Start Input material

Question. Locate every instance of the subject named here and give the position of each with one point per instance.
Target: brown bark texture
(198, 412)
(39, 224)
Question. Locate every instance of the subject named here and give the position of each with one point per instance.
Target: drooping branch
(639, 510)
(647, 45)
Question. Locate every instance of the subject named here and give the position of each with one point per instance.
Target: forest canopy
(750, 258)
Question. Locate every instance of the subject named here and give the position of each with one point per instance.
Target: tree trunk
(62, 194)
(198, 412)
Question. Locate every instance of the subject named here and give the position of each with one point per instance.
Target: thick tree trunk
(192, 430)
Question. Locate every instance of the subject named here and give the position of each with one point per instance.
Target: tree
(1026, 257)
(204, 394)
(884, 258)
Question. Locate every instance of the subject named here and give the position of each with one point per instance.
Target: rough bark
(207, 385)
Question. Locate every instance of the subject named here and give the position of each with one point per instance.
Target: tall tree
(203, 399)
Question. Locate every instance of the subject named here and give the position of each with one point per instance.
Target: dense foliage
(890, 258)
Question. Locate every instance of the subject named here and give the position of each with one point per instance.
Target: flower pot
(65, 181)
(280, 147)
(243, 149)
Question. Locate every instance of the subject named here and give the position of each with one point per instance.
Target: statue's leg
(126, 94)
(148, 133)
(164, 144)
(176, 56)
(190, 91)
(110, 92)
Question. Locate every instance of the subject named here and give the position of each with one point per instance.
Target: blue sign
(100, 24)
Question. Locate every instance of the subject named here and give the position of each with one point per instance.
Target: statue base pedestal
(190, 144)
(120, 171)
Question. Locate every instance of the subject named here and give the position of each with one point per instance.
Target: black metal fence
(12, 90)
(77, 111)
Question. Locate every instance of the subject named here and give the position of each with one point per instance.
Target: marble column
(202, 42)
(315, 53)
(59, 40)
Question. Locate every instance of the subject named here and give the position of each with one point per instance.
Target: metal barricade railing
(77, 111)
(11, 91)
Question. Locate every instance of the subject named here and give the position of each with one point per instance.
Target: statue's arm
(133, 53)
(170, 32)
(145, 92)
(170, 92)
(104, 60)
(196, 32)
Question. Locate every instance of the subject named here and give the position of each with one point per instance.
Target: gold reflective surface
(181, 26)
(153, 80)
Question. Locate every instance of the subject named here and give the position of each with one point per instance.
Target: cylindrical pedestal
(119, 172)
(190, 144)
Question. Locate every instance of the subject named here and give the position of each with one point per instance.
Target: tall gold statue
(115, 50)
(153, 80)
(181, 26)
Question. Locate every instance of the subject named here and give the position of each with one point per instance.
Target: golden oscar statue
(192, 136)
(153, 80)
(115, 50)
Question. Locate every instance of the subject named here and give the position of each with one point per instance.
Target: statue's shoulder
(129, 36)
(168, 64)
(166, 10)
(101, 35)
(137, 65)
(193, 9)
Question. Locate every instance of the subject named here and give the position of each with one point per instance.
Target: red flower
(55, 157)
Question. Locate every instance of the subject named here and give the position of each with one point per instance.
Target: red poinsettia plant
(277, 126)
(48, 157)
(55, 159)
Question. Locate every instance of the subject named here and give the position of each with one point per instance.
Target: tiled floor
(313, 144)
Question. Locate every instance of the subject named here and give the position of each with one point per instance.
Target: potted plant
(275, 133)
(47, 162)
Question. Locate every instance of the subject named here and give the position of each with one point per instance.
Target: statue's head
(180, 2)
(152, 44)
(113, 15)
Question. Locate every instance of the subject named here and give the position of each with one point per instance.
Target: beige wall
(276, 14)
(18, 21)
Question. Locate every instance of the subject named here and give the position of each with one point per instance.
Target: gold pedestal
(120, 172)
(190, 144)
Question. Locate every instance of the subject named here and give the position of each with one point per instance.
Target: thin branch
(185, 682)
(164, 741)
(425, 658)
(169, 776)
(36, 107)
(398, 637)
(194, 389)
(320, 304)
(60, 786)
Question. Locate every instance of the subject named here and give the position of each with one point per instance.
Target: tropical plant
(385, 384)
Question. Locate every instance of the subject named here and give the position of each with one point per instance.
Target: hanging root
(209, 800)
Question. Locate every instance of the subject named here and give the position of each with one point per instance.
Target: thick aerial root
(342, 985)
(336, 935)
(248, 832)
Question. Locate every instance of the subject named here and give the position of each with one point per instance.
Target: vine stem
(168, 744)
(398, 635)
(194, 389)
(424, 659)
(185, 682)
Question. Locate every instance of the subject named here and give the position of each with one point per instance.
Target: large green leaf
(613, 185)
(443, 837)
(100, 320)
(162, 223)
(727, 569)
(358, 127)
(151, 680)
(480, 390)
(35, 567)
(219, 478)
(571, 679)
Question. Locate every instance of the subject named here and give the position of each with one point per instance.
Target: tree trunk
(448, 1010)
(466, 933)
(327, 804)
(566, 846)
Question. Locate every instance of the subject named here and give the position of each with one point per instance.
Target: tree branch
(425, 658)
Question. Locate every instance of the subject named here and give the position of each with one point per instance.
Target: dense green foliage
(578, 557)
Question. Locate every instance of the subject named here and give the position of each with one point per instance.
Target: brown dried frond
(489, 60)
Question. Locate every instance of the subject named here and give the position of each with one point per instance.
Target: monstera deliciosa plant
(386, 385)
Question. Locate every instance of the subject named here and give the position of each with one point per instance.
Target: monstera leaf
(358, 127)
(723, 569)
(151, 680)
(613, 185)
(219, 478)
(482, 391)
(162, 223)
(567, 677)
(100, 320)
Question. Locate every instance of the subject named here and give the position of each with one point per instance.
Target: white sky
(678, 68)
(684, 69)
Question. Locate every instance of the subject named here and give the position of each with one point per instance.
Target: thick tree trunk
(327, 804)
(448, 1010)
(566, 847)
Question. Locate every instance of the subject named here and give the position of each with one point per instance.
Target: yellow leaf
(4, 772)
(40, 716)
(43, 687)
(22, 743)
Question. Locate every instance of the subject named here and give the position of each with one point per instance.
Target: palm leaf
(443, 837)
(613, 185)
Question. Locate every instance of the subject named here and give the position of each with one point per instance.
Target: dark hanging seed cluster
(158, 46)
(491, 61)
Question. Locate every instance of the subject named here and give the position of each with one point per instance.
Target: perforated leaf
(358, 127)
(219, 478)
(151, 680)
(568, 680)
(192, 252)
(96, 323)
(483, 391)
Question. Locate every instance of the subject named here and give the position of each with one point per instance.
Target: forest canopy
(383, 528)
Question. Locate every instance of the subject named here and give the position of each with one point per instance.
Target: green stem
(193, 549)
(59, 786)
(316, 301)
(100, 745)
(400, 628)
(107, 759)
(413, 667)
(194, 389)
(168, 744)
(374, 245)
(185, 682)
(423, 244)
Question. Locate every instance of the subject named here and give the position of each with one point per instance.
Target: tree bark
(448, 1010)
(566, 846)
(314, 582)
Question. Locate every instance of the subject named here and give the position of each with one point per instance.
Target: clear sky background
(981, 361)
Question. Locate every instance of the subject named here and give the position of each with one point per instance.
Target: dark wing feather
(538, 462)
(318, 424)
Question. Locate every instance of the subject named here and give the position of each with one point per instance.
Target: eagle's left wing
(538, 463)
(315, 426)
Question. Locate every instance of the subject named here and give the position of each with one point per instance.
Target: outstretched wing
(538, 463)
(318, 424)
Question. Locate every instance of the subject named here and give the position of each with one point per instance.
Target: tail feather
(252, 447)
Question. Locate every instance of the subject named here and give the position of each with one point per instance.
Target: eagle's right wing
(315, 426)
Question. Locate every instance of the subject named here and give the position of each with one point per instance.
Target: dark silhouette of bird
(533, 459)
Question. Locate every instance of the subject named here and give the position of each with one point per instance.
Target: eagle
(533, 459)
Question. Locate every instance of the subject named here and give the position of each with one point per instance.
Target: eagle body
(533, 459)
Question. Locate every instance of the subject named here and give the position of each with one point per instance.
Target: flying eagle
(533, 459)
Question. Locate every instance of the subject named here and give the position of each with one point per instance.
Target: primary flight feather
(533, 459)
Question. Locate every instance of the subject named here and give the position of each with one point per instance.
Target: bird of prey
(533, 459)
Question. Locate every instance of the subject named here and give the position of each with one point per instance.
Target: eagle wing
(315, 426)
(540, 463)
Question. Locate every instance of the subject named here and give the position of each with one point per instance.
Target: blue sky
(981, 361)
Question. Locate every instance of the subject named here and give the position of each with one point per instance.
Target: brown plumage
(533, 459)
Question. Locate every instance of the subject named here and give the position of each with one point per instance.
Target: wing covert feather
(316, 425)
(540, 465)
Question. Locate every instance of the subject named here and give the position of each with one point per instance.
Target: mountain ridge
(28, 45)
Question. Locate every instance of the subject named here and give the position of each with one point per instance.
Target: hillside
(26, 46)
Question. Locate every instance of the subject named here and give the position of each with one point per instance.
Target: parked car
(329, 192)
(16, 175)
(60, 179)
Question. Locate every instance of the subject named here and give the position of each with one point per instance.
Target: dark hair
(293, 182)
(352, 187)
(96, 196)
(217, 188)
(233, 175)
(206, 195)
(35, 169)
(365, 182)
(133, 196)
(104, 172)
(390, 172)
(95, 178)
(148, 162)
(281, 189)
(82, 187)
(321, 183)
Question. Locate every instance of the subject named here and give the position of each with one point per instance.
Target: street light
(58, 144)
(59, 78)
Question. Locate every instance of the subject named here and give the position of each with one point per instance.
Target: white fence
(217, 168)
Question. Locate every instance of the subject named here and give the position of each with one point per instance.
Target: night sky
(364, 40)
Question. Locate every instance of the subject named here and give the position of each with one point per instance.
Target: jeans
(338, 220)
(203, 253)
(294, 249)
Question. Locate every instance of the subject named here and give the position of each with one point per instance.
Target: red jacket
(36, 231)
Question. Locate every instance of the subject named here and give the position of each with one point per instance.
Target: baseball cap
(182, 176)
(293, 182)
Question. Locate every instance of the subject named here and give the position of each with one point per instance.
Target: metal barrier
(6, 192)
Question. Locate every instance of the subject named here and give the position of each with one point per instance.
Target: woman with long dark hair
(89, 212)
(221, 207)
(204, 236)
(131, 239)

End Input material

- **Stated task**
Pick out every line in the material above that contains the word "green", and copy each of those lines in full.

- **Response to the task**
Target: large green leaf
Target: dense green foliage
Target: green stem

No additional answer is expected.